> _QUESTIONS DE LECTURE_
a) Répondez aux questions suivantes d'après l'extrait :
(i) En quelle année la Jewish Publication Society a-t-elle traduit la version de la Bible qui faisait jusqu'à présent autorité ?
(ii) Par quel nom propre le pronom masculin désignant Dieu est-il remplacé dans la nouvelle version ?
(iii) Dans quelle ville la Jewish Publication Society est-elle basée ?
b) Récrivez tout ce qui va de «Dieu pouvait-il échapper» jusqu'à «et du christianisme.» dans l'extrait, en remplaçant «bibliothèque» par «médiathèque».

> _EXTRAIT DE PAGE_
★ ★ ★ ★
L’éditeur anglo-saxon de la nouvelle version du texte hébreu originel, la Jewish Publication Society, entend rompre avec la tradition du judaïsme.
Dieu pouvait-il échapper à la théorie du genre? C’est par une version de la Bible «plus précise linguistiquement et historiquement, reflétant les avancées du savoir et les changements de la langue anglaise», que la plateforme Sefaria, bibliothèque en ligne de textes religieux juifs, apporte sa réponse. Elle y propose, parmi d’autres, une version non genrée du texte sacré du judaïsme et du christianisme.
Dans ce texte publié en anglais, le pronom masculin employé pour faire référence à Dieu est systématiquement remplacé par le nom propre «Dieu». On peut ainsi lire, dans le livre d’Isaïe: «Cherchez Dieu tant que vous pouvez, invoquez Dieu tant qu’il est proche» alors qu’une version en français propose la traduction suivante: «Cherchez le Seigneur tant qu’il se laisse trouver ; invoquez-le tant qu’il est proche.»
Une petite tempête dans le monde juif
Cette nouvelle version du texte hébreu originel a été réalisée par la Jewish Publication Society, une maison d’édition basée à Philadelphie, aux États-Unis et qui, depuis 1888, propose des traductions anglaises des textes juifs. Contacté par Le Figaro, son directeur, Elias Sacks, explique: «Notre mission est de présenter à un large public le meilleur du savoir juif dans la rigueur intellectuelle.» Commentaires, anthologies, philosophie et littérature: le domaine couvert par la Jewish Publication Society est large, mais c’est surtout sa version de la Bible, traduite en 1985, qui faisait jusqu’à présent autorité. Or c’est de cette version qu’elle propose une nouvelle traduction.
★ ★ ★ ★
> _DONNÉES D'EXERCICE_
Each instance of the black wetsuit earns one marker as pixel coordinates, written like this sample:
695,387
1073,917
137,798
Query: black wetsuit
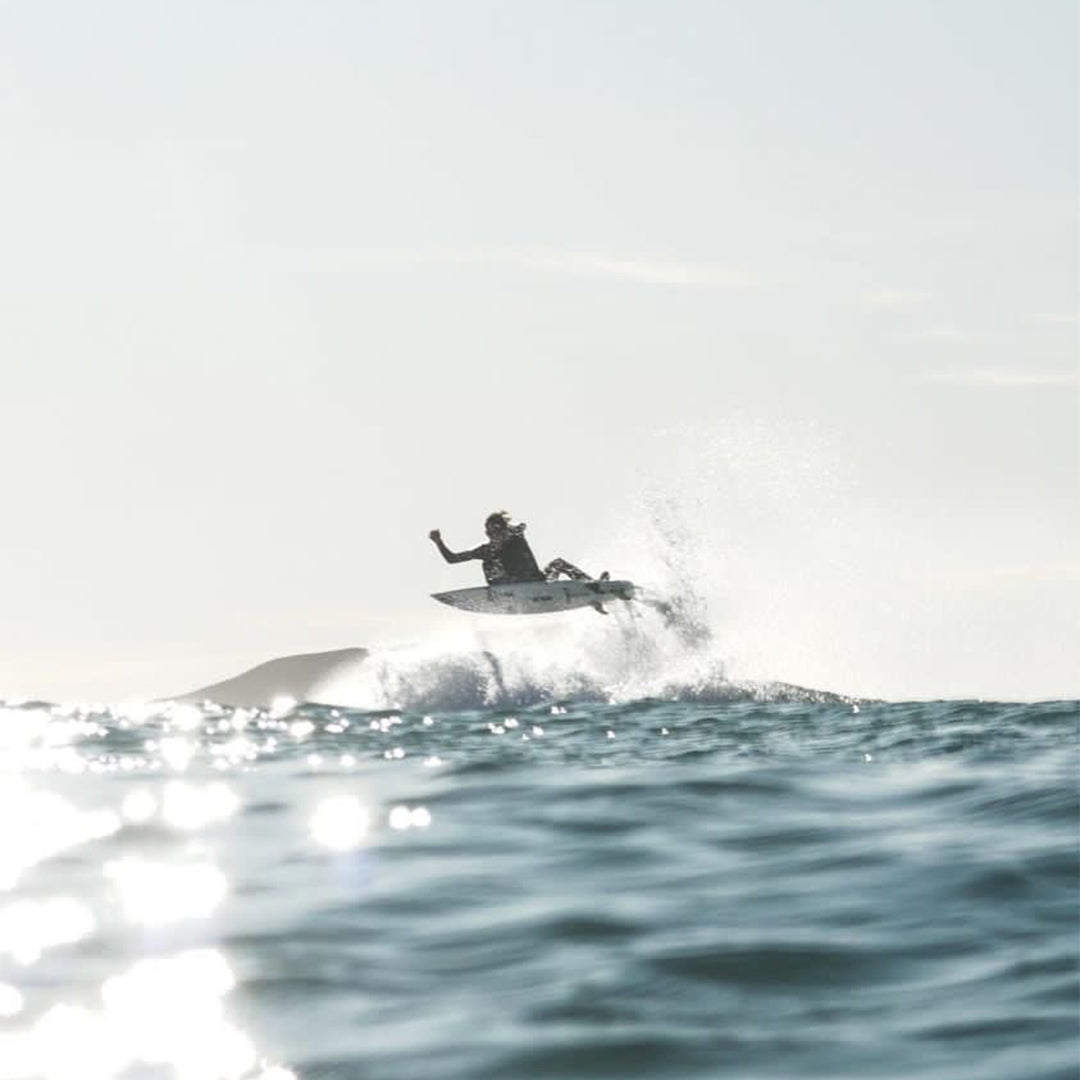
510,559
★ ★ ★ ★
> _RÉPONSES PAR TÂCHE_
a)
(i) En 1985.
(ii) Par le nom propre «Dieu».
(iii) À Philadelphie.

b)
Dieu pouvait-il échapper à la théorie du genre? C’est par une version de la Bible «plus précise linguistiquement et historiquement, reflétant les avancées du savoir et les changements de la langue anglaise», que la plateforme Sefaria, médiathèque en ligne de textes religieux juifs, apporte sa réponse. Elle y propose, parmi d’autres, une version non genrée du texte sacré du judaïsme et du christianisme.